:: Task to carry out ::
Copy word for word the portion of the domain-name dispute text below, starting with "Respondent’s failure to" and going on through "Policy ¶ 4(c).".
# Text shown start
Respondent’s failure to answer the Complaint raises a presumption that Respondent has no rights or legitimate interests in the disputed domain name.  See Bank of Am. Corp. v. McCall, FA 135012 (Nat. Arb. Forum Dec. 31, 2002) (“Respondent's failure to respond not only results in its failure to meet its burden, but also will be viewed as evidence itself that Respondent lacks rights and legitimate interests in the disputed domain name.”); see also Am. Express Co. v. Fang Suhendro, FA 129120 (Nat. Arb. Forum Dec. 30, 2002) (“[B]ased on Respondent's failure to respond, it is presumed that Respondent lacks all rights and legitimate interests in the disputed domain name.”).  Nevertheless, the Panel will examine the record to determine if Respondent has rights or legitimate interests under Policy ¶ 4(c).
# Text shown end
# Available data start
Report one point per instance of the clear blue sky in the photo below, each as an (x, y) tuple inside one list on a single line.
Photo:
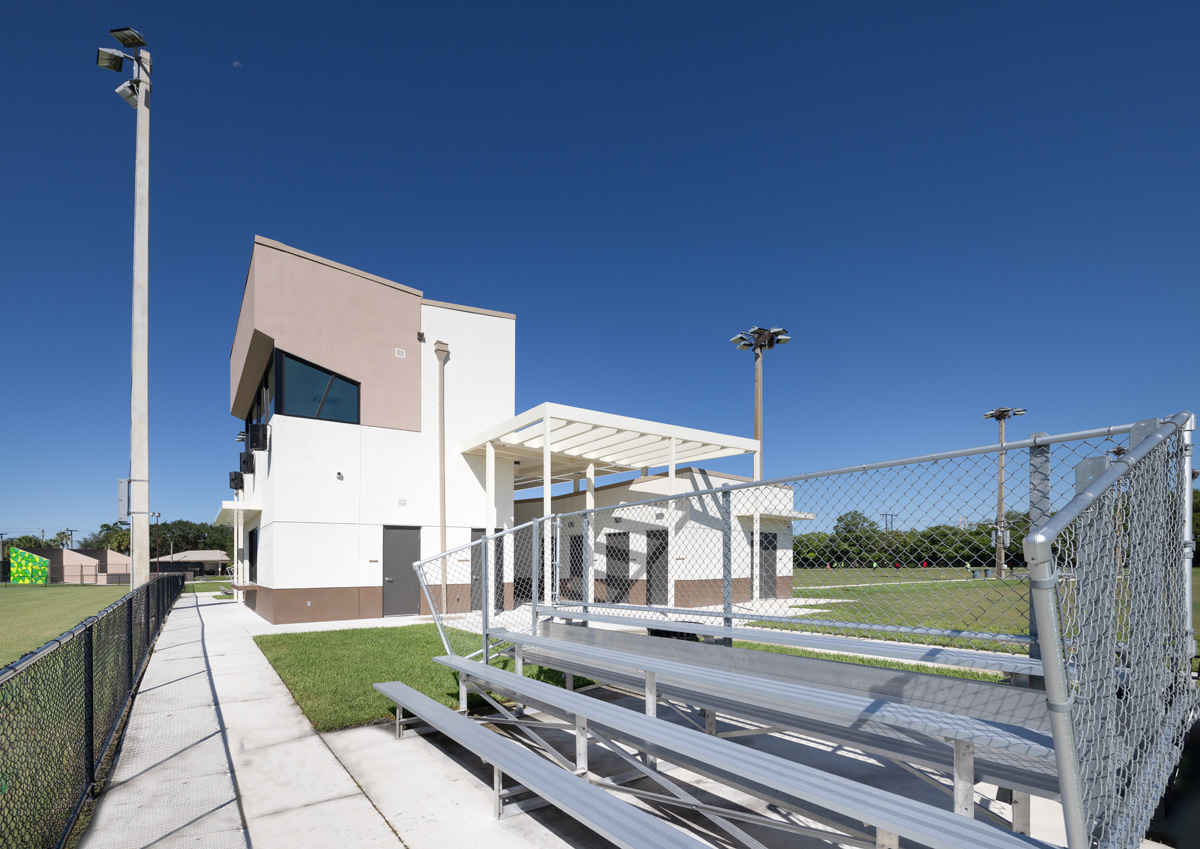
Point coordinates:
[(951, 205)]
# Available data end
:: Output for this exercise ::
Respondent’s failure to answer the Complaint raises a presumption that Respondent has no rights or legitimate interests in the disputed domain name.  See Bank of Am. Corp. v. McCall, FA 135012 (Nat. Arb. Forum Dec. 31, 2002) (“Respondent's failure to respond not only results in its failure to meet its burden, but also will be viewed as evidence itself that Respondent lacks rights and legitimate interests in the disputed domain name.”); see also Am. Express Co. v. Fang Suhendro, FA 129120 (Nat. Arb. Forum Dec. 30, 2002) (“[B]ased on Respondent's failure to respond, it is presumed that Respondent lacks all rights and legitimate interests in the disputed domain name.”).  Nevertheless, the Panel will examine the record to determine if Respondent has rights or legitimate interests under Policy ¶ 4(c).